## begin Supplied records

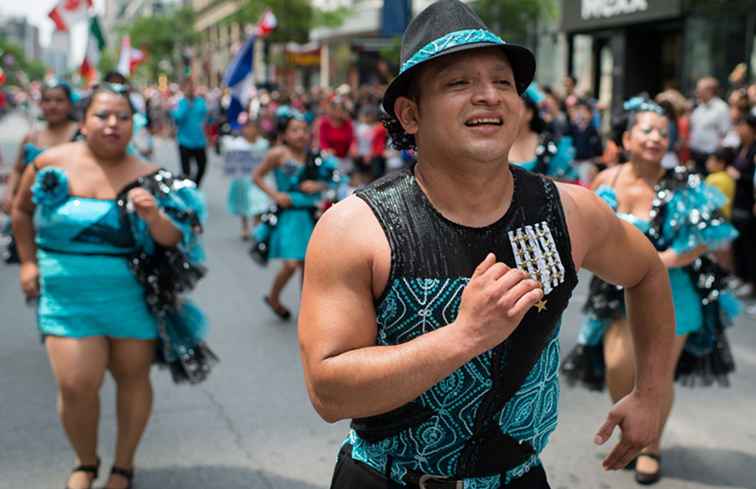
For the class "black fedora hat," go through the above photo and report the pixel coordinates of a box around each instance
[383,0,535,116]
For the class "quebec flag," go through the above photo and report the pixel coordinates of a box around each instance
[223,36,255,129]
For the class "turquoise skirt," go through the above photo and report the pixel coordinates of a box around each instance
[268,209,315,261]
[37,250,158,340]
[228,177,271,217]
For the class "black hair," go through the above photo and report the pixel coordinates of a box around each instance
[378,67,422,151]
[623,94,673,131]
[275,114,306,144]
[41,78,73,105]
[84,83,136,115]
[102,71,129,85]
[609,112,629,148]
[575,97,593,112]
[712,146,735,168]
[740,112,756,132]
[522,96,546,134]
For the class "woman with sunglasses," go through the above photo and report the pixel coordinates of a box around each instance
[0,78,79,263]
[562,99,739,484]
[13,84,212,489]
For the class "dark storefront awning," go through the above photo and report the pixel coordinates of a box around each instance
[381,0,412,37]
[562,0,682,32]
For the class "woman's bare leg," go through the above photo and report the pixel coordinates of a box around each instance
[45,336,109,489]
[106,339,155,489]
[268,260,300,307]
[604,319,635,403]
[636,335,688,474]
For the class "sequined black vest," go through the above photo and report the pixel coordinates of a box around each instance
[352,167,577,478]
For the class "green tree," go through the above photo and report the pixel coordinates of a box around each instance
[126,7,199,80]
[473,0,558,43]
[0,37,47,84]
[229,0,349,43]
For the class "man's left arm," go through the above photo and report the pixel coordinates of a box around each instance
[559,185,675,470]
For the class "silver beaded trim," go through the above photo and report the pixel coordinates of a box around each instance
[508,221,565,295]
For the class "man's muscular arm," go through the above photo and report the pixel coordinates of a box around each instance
[299,197,543,422]
[560,185,675,469]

## end Supplied records

**Goal of the exercise:**
Copy out every one of the rows above word for word, without the pictures.

**Finished exercise:**
For the class "black fedora hat," go through the above photo and report the pixel coordinates of a box around each instance
[383,0,535,116]
For the class "quebec flag," go through the above photo and report the pixel coordinates of a box around each instance
[223,36,255,129]
For the class "turquoise skirt," go through the above photo and report the pixel coordinates of a box around each instance
[268,209,315,261]
[37,250,158,340]
[228,177,271,217]
For the class "black hair," go through the above photo and report the pixel coordinates of a box around each instance
[378,67,422,151]
[623,94,673,131]
[275,114,306,144]
[41,78,73,105]
[84,83,136,115]
[102,71,129,85]
[609,112,629,148]
[575,97,593,112]
[712,146,735,168]
[740,112,756,132]
[522,96,546,134]
For the class "woman with sunglasses," go through the above photo and report the pixel coordinates of a box around each instance
[0,78,79,263]
[562,99,739,484]
[13,84,212,489]
For the class "dark storefront awning," go through the above photo and report the pixel coordinates of a box around each instance
[381,0,412,37]
[562,0,682,32]
For the class "woman's bare leg," go through the above photo and report the pixel coordinates of a box around each instance
[45,336,109,489]
[106,339,155,489]
[268,260,300,307]
[604,319,635,403]
[636,335,688,474]
For the class "sequined black vest," go through the above photo and report the pixel coordinates of a box around each instance
[352,167,577,478]
For the class "green tree," go through the above photo and report the pixel coordinates of a box around each instance
[126,7,199,80]
[473,0,558,43]
[0,37,47,84]
[229,0,349,43]
For the class "man's left arm," go through the above photo and report the pixel coordinates of a box around each instance
[559,185,675,470]
For the class "silver beaded trim," go through the above photo and report the pixel coordinates of a box around each instance
[508,221,565,295]
For the class "man's muscular arm," go through the above photo and report the pixel coordinates of a box around each instance
[299,197,543,422]
[560,185,675,469]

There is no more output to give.